_Uw opdracht_
Geef de regels vanaf de regel met "Find the stadium" tot en met het einde van de records, beide inbegrepen, weer als een JSON-lijst van strings met één string per regel en zonder lege regels.

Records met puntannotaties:

- - -

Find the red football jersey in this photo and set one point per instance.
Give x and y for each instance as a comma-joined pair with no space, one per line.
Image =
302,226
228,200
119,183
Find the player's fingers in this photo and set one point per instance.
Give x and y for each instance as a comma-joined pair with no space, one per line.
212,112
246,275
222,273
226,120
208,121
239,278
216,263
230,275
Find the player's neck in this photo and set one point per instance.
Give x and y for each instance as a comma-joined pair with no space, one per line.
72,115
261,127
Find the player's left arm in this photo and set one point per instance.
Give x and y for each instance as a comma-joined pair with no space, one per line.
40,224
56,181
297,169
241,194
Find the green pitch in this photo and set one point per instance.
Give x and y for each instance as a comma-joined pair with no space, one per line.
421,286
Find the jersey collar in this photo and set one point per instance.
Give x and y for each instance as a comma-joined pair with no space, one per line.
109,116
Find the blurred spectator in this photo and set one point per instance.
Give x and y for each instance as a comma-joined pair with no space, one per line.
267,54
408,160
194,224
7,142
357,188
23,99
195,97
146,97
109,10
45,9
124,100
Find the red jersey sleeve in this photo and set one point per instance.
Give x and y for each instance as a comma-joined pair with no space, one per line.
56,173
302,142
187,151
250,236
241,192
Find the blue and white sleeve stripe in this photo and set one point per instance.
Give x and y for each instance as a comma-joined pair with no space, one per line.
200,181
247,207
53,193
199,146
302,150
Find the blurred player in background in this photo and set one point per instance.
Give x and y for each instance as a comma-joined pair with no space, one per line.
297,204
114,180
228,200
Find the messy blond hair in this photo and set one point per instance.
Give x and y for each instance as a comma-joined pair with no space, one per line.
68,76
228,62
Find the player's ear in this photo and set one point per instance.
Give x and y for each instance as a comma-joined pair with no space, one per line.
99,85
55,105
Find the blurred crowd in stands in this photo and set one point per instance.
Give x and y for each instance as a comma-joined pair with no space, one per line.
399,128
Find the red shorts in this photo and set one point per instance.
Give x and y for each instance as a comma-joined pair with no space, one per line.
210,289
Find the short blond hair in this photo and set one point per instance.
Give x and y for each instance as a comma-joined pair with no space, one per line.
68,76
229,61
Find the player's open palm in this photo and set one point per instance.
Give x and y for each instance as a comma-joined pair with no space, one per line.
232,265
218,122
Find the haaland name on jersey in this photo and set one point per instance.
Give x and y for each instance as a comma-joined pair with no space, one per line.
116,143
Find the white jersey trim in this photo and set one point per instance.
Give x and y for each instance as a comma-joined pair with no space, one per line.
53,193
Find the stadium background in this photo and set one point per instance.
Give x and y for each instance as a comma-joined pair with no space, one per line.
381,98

- - -

_Resultaat_
[
  "Find the stadium background in this photo and set one point per instance.",
  "Give x and y for each instance as a comma-joined pair with no space, one per line.",
  "381,98"
]